(Set exercise) Reproduce the lines of the records verbatim, from the line with "Can you see the black metal" to the line with "pixel 104 278", both included.

Point labeling dataset excerpts:
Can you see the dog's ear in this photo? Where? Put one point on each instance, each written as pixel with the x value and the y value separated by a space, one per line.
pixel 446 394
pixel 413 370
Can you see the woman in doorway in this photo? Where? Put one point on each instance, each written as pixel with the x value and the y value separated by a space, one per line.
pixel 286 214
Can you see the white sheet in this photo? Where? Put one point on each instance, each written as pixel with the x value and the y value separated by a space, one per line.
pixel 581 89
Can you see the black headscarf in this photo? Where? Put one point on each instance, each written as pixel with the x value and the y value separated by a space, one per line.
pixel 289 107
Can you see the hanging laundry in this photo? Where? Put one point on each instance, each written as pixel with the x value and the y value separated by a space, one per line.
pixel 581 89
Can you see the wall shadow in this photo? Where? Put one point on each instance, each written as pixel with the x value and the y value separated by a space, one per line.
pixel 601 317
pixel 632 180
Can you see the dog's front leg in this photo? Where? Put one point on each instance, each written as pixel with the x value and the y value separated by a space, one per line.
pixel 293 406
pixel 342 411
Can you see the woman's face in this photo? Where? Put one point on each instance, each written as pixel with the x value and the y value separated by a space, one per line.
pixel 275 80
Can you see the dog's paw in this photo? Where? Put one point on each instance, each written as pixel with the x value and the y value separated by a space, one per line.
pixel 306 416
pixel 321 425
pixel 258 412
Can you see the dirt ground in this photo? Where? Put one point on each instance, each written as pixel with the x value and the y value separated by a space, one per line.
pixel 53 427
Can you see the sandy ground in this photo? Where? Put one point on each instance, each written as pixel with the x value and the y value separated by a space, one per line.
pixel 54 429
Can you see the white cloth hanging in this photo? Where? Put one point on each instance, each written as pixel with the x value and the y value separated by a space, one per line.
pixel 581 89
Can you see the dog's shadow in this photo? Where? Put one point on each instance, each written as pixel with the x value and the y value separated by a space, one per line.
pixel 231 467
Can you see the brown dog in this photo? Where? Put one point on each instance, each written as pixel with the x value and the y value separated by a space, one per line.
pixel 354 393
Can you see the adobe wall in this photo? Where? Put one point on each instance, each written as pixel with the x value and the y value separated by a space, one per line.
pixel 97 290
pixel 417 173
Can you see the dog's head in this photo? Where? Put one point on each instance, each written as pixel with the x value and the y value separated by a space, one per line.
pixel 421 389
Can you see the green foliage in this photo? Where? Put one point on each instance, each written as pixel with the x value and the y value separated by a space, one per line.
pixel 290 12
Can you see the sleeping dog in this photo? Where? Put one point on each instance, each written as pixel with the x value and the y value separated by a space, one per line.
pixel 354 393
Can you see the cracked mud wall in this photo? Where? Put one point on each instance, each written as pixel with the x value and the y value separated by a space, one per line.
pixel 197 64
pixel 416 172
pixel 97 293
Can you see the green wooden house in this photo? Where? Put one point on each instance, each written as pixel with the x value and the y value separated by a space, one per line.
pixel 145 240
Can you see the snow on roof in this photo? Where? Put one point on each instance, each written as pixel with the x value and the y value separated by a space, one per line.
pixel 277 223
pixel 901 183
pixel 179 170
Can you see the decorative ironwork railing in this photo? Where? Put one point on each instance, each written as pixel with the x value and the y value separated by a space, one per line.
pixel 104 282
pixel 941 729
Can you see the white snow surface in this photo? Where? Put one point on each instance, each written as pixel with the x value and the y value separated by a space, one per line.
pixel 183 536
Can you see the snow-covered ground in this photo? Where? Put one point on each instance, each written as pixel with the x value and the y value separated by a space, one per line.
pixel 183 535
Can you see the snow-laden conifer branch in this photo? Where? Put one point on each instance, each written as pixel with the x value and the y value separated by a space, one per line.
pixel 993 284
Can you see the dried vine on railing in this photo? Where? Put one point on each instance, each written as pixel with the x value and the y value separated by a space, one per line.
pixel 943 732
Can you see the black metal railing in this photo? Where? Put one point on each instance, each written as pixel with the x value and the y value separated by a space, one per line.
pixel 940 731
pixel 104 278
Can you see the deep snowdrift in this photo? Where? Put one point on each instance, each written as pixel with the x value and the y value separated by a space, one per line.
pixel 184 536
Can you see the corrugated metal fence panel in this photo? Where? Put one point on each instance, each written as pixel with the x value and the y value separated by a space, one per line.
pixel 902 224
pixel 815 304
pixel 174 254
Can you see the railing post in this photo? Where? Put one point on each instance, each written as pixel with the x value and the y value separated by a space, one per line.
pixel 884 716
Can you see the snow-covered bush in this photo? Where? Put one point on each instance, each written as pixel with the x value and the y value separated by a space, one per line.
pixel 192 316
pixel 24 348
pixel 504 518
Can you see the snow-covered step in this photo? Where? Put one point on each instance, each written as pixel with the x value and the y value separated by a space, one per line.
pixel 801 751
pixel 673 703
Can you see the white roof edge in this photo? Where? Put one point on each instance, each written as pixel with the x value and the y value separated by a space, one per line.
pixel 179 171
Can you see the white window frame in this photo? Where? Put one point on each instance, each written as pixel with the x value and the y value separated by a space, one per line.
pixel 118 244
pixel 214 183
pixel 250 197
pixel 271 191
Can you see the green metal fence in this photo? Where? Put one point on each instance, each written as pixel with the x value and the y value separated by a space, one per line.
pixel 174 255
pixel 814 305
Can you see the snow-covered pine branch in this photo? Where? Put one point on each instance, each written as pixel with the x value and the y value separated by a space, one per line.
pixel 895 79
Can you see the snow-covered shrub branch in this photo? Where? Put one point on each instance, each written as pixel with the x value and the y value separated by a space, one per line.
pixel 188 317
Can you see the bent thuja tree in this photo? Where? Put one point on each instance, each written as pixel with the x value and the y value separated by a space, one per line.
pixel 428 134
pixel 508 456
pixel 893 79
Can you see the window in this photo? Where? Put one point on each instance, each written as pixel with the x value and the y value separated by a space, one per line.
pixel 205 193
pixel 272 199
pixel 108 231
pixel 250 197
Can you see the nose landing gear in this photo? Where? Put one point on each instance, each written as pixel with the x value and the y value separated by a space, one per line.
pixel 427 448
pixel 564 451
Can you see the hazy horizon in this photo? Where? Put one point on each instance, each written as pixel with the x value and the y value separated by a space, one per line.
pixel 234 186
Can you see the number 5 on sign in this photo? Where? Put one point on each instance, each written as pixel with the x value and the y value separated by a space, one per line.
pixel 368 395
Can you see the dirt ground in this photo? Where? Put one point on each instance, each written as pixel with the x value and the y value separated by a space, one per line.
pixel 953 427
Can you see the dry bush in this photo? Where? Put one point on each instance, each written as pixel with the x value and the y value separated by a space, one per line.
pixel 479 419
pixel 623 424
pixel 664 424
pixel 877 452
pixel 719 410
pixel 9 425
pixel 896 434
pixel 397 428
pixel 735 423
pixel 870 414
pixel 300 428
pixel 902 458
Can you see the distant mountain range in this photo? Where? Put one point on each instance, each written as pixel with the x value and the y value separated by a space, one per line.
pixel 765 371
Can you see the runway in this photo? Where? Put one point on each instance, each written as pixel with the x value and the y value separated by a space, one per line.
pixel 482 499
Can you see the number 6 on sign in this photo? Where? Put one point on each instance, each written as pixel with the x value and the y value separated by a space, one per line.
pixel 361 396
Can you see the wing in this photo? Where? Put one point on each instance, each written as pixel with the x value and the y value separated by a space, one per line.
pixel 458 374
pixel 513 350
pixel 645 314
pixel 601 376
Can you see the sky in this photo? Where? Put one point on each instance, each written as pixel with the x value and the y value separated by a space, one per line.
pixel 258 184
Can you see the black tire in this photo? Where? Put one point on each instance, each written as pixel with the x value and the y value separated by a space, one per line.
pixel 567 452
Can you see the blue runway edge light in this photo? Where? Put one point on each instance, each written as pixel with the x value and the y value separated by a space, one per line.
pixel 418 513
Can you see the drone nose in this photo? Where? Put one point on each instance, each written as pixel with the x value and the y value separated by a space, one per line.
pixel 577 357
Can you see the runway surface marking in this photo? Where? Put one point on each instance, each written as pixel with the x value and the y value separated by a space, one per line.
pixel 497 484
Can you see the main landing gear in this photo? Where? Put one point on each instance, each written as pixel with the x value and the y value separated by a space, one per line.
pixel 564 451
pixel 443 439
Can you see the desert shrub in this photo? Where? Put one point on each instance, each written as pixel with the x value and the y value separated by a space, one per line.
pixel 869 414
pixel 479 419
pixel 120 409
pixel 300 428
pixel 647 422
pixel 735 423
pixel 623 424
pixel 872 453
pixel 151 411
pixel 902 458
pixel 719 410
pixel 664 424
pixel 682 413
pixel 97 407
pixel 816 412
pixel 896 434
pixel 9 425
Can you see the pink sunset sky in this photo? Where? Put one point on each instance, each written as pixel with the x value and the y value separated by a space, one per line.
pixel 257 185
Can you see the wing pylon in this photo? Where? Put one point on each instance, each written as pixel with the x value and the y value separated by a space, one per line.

(Answer to the problem)
Can you see the black metal railing in this photo? Where? Put one point on each instance, each written as pixel with the x value and the y value separated by a space, one per line.
pixel 940 731
pixel 104 278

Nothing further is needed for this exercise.